• [STATED TASK] Check each statement against the article on supermarket capital spending below, answering yes or no and quoting the article's deciding words: (a) Winn-Dixie Stores expects to reduce its rate of investment; (b) Wal-Mart plans to open fewer new stores this year than in 1997; (c) total square footage among the majors will grow faster this year than it did in 1997.

• [DOCUMENT]

Most major retailers plan to spend more capital in 1998 on store remodelings and replacement units than on opening new stores.

As a result, total square footage, which grew about 5.1% among the majors in 1997, will increase by only about 4.7% this year, according to an SN survey of several of the nation's largest publicly held food chains.

Those companies told SN the dollar amounts they will spend for capital projects will increase, but those increases will generally be smaller than in previous years.

Among the chains queried by SN, A&P, Albertson's, Food Lion and Safeway each plan to boost overall spending this year, and American Stores Co., Kroger Co. and Giant Food are expected to maintain 1997 levels; only Winn-Dixie Stores said it expects to reduce its rate of investment. Melissa C. Plaisance, senior vice president, finance and public affairs, for Safeway told SN the chain is concentrating on upgrading existing assets through remodeling activity and store replacements, "because we intend to grow over time through acquisitions rather than building new stores."

Chris Ahearn, director of corporate communications for Food Lion told SN, "Remodels or store expansions are the way to grow in 1998 rather than adding new square footage in an overstored marketplace."

According to Michael C. Rourke, senior vice president of communications and corporate affairs for A&P, many of A&P's new stores will be replacement units that will be larger and offer more services than the stores they will replace.

Likewise, American Stores Co. and Winn-Dixie Stores said they will concentrate on replacing smaller, outmoded stores with fewer but larger units.

One marked exception to the supermarket industry's tendency toward fewer new stores and more remodels is Wal-Mart Stores, Bentonville, Ark., which is moving ahead rapidly with expansion of its supercenter format in both new stores and square footage increases. The company said it will open 30 to 35 new stores and complete 90 relocations or discount store expansions this year, compared with 30 new stores and 70 relocations or expansions in 1997.

Ed Comeau, a securities analyst with Donaldson, Lufkin & Jenrette, New York, said that, with some exceptions, the larger supermarket companies are generally investing more in capital projects than in the past, while medium-sized chains have cut their capital expenditures budgets.

But even among chains where spending is up, Comeau said he believes more money is going toward remodeling and development of replacement stores and less to new stores in new or existing markets.

According to Jonathan Ziegler, a San Francisco-based analyst with Salomon Smith Barney, New York, the leveling off of spending for some operators reflects the general deleveraging of the industry during the last few years.

"The leveraging that occurred in the late 1980's was followed by a deleveraging in the early 1990's, after which supermarkets spent three or four years ratcheting up their capital expenditures," Ziegler told SN. "Now spending is evening out, and with the industry already overstored, my hope is that chains will spend more on acquisitions than opening new stores willy-nilly.

"And while they will have to spend money to upgrade those stores, it will certainly mean fewer new stores, and that's good news."

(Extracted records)
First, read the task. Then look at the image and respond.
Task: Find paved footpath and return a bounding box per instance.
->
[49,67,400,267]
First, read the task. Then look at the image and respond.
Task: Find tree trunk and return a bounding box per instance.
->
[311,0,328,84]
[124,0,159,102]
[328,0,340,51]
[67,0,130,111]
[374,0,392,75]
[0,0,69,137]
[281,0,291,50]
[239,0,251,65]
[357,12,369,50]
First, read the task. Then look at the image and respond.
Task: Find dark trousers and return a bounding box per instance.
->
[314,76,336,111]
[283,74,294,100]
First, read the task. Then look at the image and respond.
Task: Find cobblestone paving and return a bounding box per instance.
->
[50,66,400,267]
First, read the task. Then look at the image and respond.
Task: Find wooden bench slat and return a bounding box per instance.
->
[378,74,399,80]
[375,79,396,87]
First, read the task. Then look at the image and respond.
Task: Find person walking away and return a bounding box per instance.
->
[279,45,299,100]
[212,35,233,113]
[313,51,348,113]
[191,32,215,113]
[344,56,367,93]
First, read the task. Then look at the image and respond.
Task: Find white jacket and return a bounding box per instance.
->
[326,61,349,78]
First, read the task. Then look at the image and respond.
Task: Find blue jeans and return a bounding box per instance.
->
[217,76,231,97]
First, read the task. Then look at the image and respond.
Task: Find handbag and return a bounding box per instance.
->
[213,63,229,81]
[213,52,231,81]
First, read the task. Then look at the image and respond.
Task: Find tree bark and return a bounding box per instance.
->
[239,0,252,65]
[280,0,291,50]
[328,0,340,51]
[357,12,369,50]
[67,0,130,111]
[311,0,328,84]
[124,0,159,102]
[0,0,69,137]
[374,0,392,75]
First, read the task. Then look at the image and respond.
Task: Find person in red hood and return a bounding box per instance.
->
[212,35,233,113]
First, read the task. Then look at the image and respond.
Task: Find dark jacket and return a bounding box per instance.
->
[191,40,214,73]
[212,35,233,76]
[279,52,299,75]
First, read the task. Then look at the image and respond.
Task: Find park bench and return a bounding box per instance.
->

• [TASK RESULT]
(a) Yes: "only Winn-Dixie Stores said it expects to reduce its rate of investment."
(b) No: "The company said it will open 30 to 35 new stores and complete 90 relocations or discount store expansions this year, compared with 30 new stores and 70 relocations or expansions in 1997."
(c) No: "total square footage, which grew about 5.1% among the majors in 1997, will increase by only about 4.7% this year."